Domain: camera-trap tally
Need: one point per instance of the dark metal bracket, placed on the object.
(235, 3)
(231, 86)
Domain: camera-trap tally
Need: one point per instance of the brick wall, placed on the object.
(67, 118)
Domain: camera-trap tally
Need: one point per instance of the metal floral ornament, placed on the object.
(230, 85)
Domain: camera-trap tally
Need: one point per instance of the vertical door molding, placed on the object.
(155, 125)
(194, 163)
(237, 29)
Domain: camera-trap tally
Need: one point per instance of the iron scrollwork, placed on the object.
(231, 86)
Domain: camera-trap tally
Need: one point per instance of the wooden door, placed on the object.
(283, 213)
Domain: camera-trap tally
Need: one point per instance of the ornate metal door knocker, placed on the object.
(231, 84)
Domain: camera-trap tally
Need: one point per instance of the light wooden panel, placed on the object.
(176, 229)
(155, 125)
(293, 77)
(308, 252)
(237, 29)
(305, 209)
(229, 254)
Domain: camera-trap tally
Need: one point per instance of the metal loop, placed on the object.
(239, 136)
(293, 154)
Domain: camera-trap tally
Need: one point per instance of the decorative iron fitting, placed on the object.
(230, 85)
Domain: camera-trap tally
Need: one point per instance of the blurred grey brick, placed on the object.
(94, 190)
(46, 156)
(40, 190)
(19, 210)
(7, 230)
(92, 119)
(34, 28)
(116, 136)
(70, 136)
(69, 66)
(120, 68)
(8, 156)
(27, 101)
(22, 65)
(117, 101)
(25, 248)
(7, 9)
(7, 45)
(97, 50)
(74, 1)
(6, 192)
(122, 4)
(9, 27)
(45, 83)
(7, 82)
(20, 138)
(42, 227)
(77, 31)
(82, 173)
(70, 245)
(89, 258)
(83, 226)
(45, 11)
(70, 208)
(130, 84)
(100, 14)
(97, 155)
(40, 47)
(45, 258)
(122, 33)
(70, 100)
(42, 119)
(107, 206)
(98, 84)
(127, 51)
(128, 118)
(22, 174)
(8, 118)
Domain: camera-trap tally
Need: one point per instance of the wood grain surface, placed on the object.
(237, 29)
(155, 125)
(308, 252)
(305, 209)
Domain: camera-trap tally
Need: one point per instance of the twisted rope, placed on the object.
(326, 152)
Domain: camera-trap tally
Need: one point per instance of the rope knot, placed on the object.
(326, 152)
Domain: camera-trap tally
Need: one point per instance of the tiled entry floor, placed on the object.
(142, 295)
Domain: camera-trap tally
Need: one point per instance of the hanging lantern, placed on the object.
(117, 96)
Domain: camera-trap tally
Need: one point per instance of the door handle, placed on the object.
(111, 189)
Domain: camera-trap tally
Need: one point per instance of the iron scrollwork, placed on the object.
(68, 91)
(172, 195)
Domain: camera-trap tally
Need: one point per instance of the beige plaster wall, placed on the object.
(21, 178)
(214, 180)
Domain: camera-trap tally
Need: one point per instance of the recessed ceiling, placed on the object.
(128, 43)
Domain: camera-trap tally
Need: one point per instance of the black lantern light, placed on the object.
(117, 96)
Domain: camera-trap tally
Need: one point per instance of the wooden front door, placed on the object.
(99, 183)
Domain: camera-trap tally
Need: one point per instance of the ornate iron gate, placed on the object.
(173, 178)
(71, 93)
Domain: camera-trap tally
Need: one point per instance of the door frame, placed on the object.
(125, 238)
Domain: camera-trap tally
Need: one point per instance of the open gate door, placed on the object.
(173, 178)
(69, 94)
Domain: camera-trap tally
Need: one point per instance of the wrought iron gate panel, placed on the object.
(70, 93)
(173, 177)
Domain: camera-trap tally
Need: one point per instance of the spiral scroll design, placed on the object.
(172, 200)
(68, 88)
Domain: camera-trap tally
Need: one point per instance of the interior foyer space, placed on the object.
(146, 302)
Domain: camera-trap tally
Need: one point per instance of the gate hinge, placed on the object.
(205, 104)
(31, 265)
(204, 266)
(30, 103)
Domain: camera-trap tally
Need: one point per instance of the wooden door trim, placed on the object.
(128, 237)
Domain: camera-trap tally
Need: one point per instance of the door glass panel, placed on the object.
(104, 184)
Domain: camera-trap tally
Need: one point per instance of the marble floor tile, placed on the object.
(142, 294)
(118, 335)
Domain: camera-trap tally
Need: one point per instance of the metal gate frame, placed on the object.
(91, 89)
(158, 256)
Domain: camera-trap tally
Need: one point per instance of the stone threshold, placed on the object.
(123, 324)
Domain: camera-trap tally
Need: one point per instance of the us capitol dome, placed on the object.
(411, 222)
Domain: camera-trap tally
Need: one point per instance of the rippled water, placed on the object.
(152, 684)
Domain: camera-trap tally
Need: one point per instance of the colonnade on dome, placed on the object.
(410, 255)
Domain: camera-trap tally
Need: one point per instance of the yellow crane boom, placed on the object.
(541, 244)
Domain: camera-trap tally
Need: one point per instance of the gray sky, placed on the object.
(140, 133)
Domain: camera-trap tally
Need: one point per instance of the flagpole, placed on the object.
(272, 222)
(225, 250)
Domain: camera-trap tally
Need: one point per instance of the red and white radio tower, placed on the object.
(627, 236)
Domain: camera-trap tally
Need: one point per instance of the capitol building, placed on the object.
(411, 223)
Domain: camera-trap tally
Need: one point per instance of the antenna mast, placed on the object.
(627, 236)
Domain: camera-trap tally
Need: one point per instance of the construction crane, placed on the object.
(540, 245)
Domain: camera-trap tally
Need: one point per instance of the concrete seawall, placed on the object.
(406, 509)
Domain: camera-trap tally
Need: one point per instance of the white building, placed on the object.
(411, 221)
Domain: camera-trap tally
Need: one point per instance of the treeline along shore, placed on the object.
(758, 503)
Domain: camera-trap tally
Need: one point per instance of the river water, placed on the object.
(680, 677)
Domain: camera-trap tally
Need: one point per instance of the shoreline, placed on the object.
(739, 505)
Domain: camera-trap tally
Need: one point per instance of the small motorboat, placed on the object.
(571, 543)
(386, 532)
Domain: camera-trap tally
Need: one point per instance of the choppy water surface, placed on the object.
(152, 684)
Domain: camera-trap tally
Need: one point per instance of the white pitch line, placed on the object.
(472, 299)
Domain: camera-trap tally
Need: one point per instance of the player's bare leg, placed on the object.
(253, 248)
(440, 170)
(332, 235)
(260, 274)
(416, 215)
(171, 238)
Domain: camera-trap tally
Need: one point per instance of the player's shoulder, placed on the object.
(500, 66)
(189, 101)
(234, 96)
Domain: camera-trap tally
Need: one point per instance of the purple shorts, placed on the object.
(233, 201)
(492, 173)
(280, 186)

...

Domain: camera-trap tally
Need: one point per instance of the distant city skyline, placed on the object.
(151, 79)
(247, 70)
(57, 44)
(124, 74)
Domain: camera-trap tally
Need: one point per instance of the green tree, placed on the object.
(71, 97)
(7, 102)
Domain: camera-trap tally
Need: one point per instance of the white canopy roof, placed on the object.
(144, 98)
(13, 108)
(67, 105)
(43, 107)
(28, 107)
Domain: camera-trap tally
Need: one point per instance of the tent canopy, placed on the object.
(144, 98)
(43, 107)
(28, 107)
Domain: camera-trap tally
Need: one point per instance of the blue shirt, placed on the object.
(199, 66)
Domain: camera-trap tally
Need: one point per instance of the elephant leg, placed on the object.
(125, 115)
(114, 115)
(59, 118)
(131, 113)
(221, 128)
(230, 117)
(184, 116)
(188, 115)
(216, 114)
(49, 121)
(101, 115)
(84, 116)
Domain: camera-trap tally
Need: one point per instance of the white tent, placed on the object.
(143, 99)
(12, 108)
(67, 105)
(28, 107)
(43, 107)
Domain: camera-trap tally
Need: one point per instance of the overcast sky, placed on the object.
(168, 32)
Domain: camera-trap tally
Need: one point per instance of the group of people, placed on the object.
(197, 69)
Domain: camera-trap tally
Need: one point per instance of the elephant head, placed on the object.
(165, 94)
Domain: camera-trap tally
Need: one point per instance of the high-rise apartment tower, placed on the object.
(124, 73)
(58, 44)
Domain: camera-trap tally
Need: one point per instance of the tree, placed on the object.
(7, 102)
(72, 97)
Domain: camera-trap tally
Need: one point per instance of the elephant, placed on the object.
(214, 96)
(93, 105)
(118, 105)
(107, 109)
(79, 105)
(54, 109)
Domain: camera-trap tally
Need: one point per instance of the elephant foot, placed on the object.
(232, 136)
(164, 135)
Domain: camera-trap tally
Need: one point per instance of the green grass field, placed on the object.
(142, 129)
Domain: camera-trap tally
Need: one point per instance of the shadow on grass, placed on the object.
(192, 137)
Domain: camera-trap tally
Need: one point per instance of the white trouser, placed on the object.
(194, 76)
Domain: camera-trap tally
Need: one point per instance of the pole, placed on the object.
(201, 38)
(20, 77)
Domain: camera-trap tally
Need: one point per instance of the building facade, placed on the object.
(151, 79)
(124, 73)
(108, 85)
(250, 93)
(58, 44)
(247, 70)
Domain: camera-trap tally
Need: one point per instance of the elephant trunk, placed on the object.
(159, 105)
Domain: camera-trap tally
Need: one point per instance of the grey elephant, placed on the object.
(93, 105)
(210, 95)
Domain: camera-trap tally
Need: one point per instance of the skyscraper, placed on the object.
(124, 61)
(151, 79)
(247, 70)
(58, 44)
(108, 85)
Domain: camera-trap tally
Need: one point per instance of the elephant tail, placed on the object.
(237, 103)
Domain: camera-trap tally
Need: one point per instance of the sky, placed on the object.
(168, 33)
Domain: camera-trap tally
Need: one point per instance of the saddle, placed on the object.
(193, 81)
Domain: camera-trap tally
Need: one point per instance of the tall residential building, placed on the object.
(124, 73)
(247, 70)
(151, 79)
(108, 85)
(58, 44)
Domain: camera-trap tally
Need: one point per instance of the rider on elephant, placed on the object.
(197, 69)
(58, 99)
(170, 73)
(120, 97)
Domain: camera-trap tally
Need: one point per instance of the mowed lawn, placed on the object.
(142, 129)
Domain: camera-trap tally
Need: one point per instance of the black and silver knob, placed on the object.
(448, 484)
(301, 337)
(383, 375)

**EXERCISE GOAL**
Find every line in the data above that contains the word "player", and copy each of those lines in full.

**EXERCISE ANSWER**
Need: one point per instance of the player's bare leg, placed on the object.
Need: one point per instance of the player's shoulder, placed on the object.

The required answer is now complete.